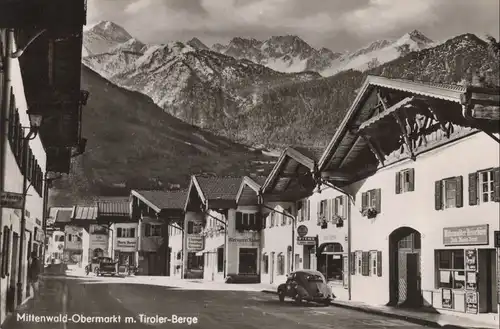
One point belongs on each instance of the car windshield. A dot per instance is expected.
(314, 277)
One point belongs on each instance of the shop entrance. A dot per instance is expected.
(404, 264)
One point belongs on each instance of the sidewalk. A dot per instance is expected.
(422, 317)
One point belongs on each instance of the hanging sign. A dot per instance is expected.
(471, 302)
(470, 260)
(446, 297)
(11, 200)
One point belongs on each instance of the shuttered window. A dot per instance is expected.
(405, 181)
(449, 193)
(365, 263)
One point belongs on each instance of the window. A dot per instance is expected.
(5, 252)
(450, 266)
(220, 260)
(125, 232)
(371, 200)
(152, 229)
(359, 262)
(405, 181)
(448, 193)
(265, 263)
(280, 260)
(248, 261)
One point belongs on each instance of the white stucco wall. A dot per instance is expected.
(416, 210)
(14, 183)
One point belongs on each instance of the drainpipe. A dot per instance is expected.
(349, 229)
(4, 112)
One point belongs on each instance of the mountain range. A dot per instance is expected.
(161, 98)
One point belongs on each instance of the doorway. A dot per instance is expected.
(488, 299)
(404, 261)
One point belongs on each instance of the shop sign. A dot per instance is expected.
(195, 242)
(306, 240)
(446, 297)
(471, 281)
(465, 235)
(470, 260)
(302, 230)
(471, 302)
(126, 244)
(11, 200)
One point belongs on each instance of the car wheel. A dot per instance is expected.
(281, 295)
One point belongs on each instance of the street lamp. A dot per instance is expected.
(35, 123)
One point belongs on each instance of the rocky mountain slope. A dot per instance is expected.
(292, 54)
(193, 84)
(252, 104)
(134, 144)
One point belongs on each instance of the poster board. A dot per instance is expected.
(447, 298)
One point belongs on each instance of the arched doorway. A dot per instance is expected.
(330, 261)
(404, 264)
(98, 252)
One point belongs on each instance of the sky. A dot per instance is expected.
(336, 24)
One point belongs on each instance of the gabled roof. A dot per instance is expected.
(84, 212)
(255, 183)
(160, 200)
(447, 92)
(114, 209)
(291, 153)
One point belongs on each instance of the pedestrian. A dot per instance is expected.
(34, 273)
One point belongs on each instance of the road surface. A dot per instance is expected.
(90, 303)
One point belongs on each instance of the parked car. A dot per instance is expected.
(306, 285)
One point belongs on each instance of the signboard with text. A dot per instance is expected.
(466, 235)
(306, 240)
(11, 200)
(195, 242)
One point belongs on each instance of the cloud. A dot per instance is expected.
(382, 16)
(134, 7)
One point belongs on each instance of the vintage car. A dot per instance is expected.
(306, 285)
(102, 266)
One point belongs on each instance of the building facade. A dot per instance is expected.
(423, 183)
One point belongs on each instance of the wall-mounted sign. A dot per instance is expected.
(195, 242)
(447, 298)
(126, 244)
(302, 230)
(465, 235)
(11, 200)
(471, 302)
(470, 260)
(471, 281)
(306, 240)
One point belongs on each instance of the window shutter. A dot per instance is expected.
(473, 197)
(239, 221)
(438, 198)
(352, 263)
(378, 200)
(496, 184)
(398, 182)
(318, 211)
(379, 263)
(459, 192)
(365, 263)
(364, 201)
(345, 204)
(411, 186)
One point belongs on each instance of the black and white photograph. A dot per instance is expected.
(250, 164)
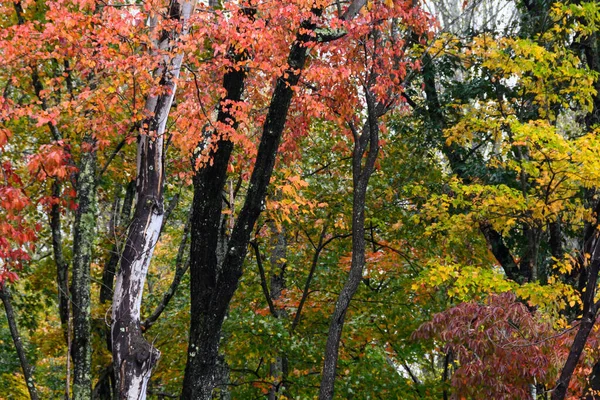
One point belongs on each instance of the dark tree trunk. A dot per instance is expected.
(365, 143)
(83, 240)
(133, 356)
(14, 332)
(110, 267)
(213, 285)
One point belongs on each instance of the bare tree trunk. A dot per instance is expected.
(365, 142)
(133, 356)
(213, 285)
(14, 332)
(83, 239)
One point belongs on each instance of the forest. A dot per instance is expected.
(349, 199)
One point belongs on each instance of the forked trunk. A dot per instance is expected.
(133, 356)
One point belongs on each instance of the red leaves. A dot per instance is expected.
(501, 346)
(52, 160)
(17, 237)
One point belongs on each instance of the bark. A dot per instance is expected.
(181, 268)
(83, 239)
(213, 285)
(62, 267)
(278, 368)
(590, 310)
(133, 356)
(367, 142)
(104, 388)
(110, 267)
(313, 267)
(14, 332)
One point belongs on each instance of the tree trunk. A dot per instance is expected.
(14, 332)
(213, 285)
(361, 175)
(83, 239)
(133, 356)
(62, 267)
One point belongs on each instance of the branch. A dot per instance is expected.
(14, 332)
(263, 278)
(180, 270)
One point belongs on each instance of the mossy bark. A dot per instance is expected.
(85, 232)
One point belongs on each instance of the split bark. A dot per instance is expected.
(133, 356)
(367, 142)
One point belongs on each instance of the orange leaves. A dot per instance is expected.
(51, 161)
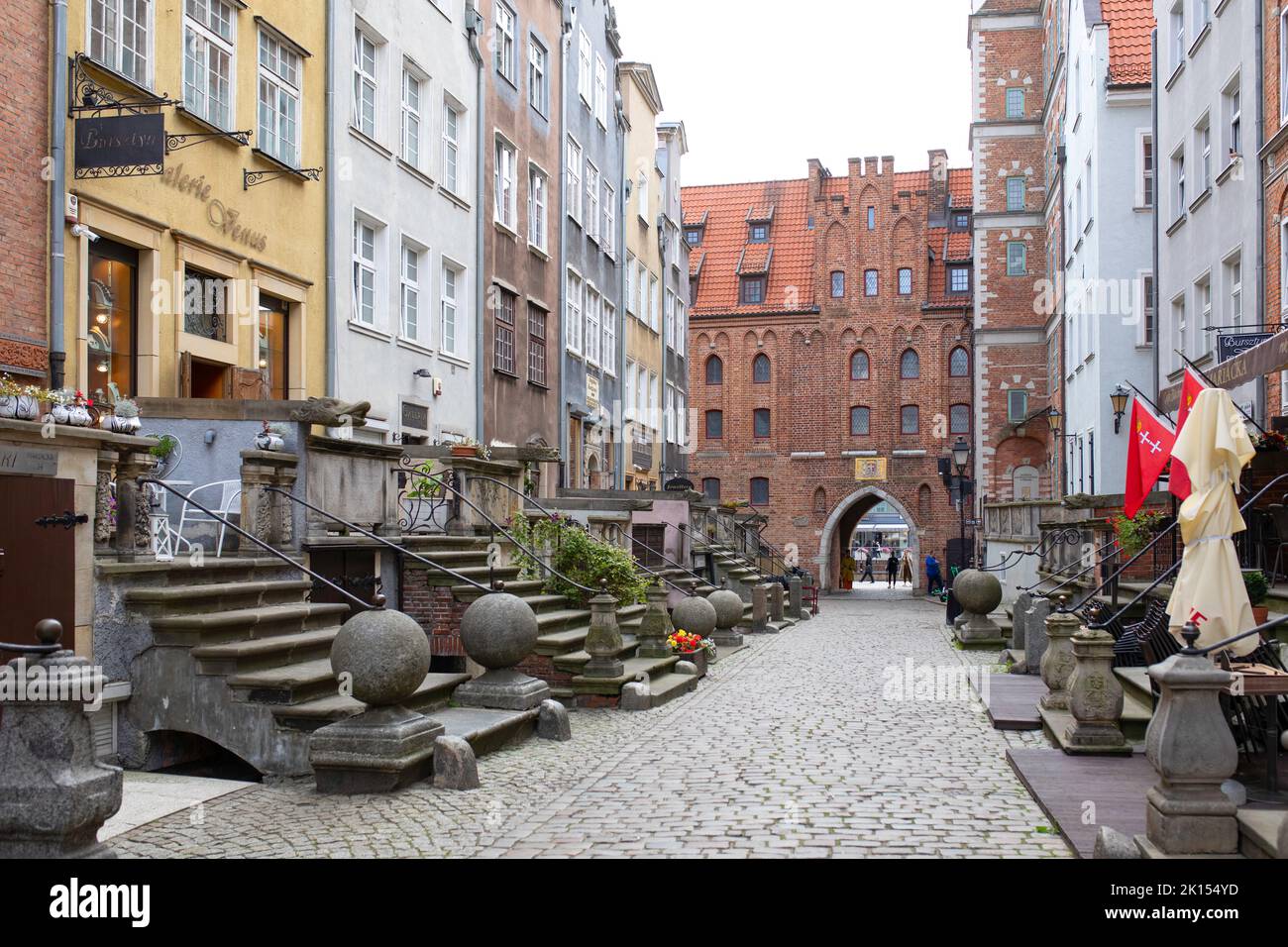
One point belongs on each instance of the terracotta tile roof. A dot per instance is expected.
(791, 278)
(1129, 26)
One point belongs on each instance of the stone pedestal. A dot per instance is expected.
(54, 795)
(604, 639)
(497, 631)
(655, 626)
(760, 609)
(1192, 748)
(1034, 634)
(1095, 696)
(794, 598)
(729, 609)
(978, 592)
(378, 657)
(1057, 661)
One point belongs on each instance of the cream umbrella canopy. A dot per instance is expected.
(1214, 445)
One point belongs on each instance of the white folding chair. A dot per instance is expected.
(230, 496)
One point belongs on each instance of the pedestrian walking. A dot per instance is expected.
(934, 581)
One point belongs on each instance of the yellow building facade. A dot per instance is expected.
(642, 388)
(205, 274)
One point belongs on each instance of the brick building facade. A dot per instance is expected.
(24, 200)
(831, 351)
(1017, 106)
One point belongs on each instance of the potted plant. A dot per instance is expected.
(20, 402)
(270, 438)
(1254, 581)
(692, 647)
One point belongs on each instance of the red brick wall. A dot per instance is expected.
(24, 150)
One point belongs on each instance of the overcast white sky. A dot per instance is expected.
(764, 85)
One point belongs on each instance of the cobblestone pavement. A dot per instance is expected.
(794, 746)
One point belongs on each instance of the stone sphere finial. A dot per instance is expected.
(498, 630)
(384, 654)
(50, 631)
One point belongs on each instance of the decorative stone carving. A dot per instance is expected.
(1095, 694)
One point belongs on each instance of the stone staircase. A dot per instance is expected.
(236, 654)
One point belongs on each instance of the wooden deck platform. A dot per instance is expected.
(1065, 785)
(1013, 701)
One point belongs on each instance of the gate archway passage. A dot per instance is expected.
(835, 539)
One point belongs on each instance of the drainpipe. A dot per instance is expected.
(331, 342)
(58, 197)
(476, 29)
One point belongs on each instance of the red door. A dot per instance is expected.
(38, 564)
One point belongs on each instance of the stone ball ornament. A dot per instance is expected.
(728, 607)
(498, 630)
(978, 591)
(696, 615)
(384, 656)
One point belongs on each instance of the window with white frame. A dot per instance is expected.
(120, 37)
(502, 38)
(365, 84)
(585, 76)
(574, 196)
(365, 272)
(412, 82)
(454, 175)
(608, 236)
(539, 76)
(539, 200)
(410, 285)
(593, 307)
(452, 339)
(572, 316)
(209, 40)
(278, 99)
(591, 222)
(600, 91)
(609, 360)
(505, 185)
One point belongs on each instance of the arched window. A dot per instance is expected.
(958, 363)
(715, 371)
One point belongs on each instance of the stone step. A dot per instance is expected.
(436, 690)
(188, 599)
(261, 654)
(666, 686)
(239, 624)
(294, 684)
(1261, 831)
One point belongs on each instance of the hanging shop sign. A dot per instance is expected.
(120, 146)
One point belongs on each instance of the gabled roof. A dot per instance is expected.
(1129, 26)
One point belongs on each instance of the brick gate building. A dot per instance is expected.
(831, 350)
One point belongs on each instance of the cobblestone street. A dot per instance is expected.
(787, 749)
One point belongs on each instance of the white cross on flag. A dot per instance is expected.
(1151, 438)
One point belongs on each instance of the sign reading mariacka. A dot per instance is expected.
(128, 145)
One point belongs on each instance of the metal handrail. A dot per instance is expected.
(398, 549)
(378, 599)
(505, 532)
(1166, 573)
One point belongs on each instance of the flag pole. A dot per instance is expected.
(1212, 384)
........
* EXERCISE DESCRIPTION: Copy nothing except the lines from the one holding "One point belongs on each instance of the metal" through the last line of the data above, and return them exactly.

* ANSWER AREA:
One point belongs on each instance of the metal handrail. A dot per instance is expected.
(398, 549)
(378, 599)
(505, 532)
(1166, 573)
One point belongs on each instance of the flag pole. A dot per instance is expected.
(1212, 384)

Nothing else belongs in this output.